[TASK BRIEF] Repeat the entries that follow, exactly as they are written.

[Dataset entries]
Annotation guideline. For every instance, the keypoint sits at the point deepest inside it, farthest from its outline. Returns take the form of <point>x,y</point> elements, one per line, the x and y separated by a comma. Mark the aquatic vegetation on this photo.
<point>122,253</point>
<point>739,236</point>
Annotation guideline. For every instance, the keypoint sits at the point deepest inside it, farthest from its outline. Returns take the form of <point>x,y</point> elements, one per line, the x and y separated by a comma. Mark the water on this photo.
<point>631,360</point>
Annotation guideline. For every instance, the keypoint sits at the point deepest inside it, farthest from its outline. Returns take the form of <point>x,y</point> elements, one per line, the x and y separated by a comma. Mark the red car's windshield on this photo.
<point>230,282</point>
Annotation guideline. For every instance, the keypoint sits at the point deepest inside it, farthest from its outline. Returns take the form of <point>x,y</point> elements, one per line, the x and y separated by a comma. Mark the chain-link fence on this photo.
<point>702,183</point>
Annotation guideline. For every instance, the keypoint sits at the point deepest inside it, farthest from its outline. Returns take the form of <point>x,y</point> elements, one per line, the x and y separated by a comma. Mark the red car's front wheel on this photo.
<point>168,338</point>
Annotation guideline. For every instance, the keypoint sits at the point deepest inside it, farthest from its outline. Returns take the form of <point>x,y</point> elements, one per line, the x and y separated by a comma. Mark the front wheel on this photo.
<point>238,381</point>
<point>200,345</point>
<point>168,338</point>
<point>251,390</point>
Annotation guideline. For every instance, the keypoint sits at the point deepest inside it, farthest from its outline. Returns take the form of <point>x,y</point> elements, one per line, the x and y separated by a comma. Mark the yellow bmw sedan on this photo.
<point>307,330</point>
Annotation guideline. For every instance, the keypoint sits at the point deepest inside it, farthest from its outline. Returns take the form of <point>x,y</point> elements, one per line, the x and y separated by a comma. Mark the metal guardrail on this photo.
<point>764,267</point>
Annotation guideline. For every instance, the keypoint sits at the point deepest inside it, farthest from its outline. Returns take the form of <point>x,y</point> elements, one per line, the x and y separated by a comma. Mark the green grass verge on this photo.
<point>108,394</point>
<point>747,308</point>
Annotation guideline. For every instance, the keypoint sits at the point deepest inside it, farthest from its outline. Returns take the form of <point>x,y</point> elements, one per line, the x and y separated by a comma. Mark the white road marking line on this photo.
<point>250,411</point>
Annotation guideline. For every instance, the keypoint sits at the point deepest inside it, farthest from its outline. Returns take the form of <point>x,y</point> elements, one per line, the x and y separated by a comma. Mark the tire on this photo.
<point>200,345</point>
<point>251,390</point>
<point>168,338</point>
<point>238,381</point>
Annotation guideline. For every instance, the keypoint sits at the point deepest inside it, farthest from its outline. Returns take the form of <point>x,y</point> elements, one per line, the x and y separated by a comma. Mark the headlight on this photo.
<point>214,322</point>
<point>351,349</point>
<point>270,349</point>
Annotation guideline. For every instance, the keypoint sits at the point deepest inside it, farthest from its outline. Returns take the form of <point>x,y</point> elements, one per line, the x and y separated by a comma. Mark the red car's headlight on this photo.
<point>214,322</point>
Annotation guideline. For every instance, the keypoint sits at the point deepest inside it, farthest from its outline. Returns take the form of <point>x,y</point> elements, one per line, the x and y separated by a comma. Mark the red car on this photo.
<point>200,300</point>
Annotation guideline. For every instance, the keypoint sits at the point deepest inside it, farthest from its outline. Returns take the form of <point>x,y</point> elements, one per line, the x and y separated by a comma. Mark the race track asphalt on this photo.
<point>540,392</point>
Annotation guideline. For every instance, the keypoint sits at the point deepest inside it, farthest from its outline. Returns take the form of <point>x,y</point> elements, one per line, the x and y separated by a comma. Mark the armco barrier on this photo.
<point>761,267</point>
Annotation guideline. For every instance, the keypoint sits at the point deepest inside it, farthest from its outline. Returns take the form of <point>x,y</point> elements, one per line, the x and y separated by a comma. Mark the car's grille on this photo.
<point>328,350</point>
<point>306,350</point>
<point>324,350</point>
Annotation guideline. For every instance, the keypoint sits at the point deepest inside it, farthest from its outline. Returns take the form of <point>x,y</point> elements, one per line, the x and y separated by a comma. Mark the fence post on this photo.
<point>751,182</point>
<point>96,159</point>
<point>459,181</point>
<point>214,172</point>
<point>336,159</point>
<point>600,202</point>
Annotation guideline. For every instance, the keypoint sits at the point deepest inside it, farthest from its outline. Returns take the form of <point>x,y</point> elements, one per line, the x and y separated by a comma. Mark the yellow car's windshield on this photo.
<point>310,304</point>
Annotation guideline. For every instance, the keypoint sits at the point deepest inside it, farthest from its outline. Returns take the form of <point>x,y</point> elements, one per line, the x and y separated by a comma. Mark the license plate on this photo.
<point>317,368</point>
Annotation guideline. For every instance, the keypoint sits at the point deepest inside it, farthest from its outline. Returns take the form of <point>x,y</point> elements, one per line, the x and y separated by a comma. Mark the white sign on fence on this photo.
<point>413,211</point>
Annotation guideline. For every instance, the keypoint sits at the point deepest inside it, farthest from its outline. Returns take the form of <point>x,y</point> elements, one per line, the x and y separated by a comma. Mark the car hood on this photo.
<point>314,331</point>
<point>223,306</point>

[EXERCISE RESULT]
Annotation guideline. For every instance, the keypoint sits at the point deepest inside it, farthest from its outline. Returns take the form of <point>x,y</point> elements, one per line, the x and y separated by a comma. Mark the aquatic vegetation on this photo.
<point>122,253</point>
<point>739,236</point>
Annotation guideline. For every instance, the keypoint sits at the point deepest inside it, farthest from its outline. Returns take the form of <point>x,y</point> elements, one per line, the x and y separated by a comma. Mark the water on this photo.
<point>631,360</point>
Annotation guideline. For every instance, the keypoint sits at the point deepest inside it, farthest from its outline. Returns take the form of <point>x,y</point> elements, one per line, the x and y separated by a comma. Mark the red car's windshield on this photo.
<point>230,282</point>
Annotation guideline. For every instance, the keypoint sits at the point deepest inside it, farthest from its outline. Returns take the form of <point>x,y</point> elements, one per line, the x and y separated by a comma. Mark the chain-link fence on this photo.
<point>702,183</point>
Annotation guideline. For every instance, the keypoint sits at the point deepest inside it, farthest from its outline. Returns take the form of <point>x,y</point> elements, one per line, the x and y separated by a comma. Mark the red car's front wheel on this photo.
<point>168,338</point>
Annotation guideline. For every instance, the keypoint sits at the point deepest inside it, farthest from its outline. Returns take the form of <point>x,y</point> elements, one per line, the x and y separated by a comma. Mark the front wheel on this photo.
<point>238,381</point>
<point>200,345</point>
<point>168,338</point>
<point>251,390</point>
Annotation guideline. For every instance, the keypoint sits at the point deepest inside it, farthest from its outline. Returns take the form of <point>x,y</point> elements, one per line, the x and y separated by a comma. Mark the yellow bmw sedan on this photo.
<point>307,330</point>
Annotation guideline. For every instance, the keypoint sits at the point deepest inside it, farthest from its outline. Returns take the form of <point>x,y</point> elements, one per line, the x and y separated by a comma. Mark the metal guardrail on this photo.
<point>764,267</point>
Annotation guideline. For every instance, the keypoint sits at the point deepest inside it, farthest from its outline. Returns take the form of <point>x,y</point> elements, one per line, the x and y separated by a comma. Mark the green grass verge on this photo.
<point>108,394</point>
<point>747,308</point>
Annotation guideline. For every instance, the keypoint sits at the point deepest inside it, farthest from its outline. Returns take the form of <point>x,y</point> elements, one per line, the x and y separated by a comma. Mark the white road marking line on this photo.
<point>250,411</point>
Annotation guideline. For every instance, the keypoint sits at the point deepest inside it, farthest from its outline. Returns take the form of <point>x,y</point> elements, one per line, the x and y separated by a comma. Mark the tire on this photo.
<point>200,345</point>
<point>251,390</point>
<point>168,338</point>
<point>238,381</point>
Annotation guideline. For every instance, the keypoint sits at the point deepest inside it, farthest from its outline. Returns take the form of <point>x,y</point> elements, one per line, the x and y separated by a comma. Mark the headlight on this photo.
<point>214,322</point>
<point>351,349</point>
<point>270,349</point>
Annotation guideline. For every instance, the keypoint sits at the point deepest inside it, farthest from its outline. Returns take the form of <point>x,y</point> elements, one per line, the x and y separated by a comma. Mark the red car's headlight on this photo.
<point>214,322</point>
Annotation guideline. For every instance, the keypoint sits at the point deepest inside it, farthest from its outline. Returns take the form of <point>x,y</point> elements, one per line, the x and y separated by a comma. Mark the red car on this photo.
<point>200,300</point>
Annotation guideline. For every instance, the keypoint sits at the point deepest inside it, farthest from its outline. Returns take the form of <point>x,y</point> elements, one per line, the x and y separated by a comma. Mark the race track asphalt on this photo.
<point>540,392</point>
Annotation guideline. For every instance, the keypoint sits at the point deepest inside it, farthest from its outline. Returns take the form of <point>x,y</point> elements, one per line, the x and y separated by a comma. Mark the armco barrier on this photo.
<point>761,267</point>
Annotation guideline. For every instance, the keypoint sits at the point deepest inside it, farthest from its outline. Returns take the form of <point>x,y</point> elements, one per line, the x and y separated by a comma. Mark the car's grille on this photo.
<point>328,350</point>
<point>306,350</point>
<point>324,350</point>
Annotation guideline. For every instance, the keypoint sits at the point deepest inside it, farthest from its outline. Returns take the form of <point>x,y</point> elements, one per line, the x and y separated by a comma. Mark the fence post on this photo.
<point>751,182</point>
<point>96,159</point>
<point>459,181</point>
<point>214,172</point>
<point>336,159</point>
<point>600,202</point>
Annotation guideline. For every instance, the keypoint sits at the point deepest inside it, farthest from its outline. Returns take the form of <point>x,y</point> elements, one per line, the x and y separated by a comma. Mark the yellow car's windshield on this photo.
<point>310,304</point>
Annotation guideline. For every instance, the keypoint sits at the point deepest inside it, farthest from its outline. Returns take the form of <point>x,y</point> elements, one per line, the x and y separated by a comma. Mark the license plate on this photo.
<point>317,368</point>
Annotation guideline. For every instance, the keypoint sits at the point deepest inside it, farthest from its outline. Returns take the form of <point>x,y</point> elements, one per line, the x and y separated by a comma. Mark the white sign on fence on this photo.
<point>413,211</point>
Annotation guideline. For every instance, the keypoint sits at the point deepest inside it, farthest from its outline. Returns take the form of <point>x,y</point> elements, one per line, the x and y separated by a comma. Mark the car hood on this photo.
<point>314,331</point>
<point>223,306</point>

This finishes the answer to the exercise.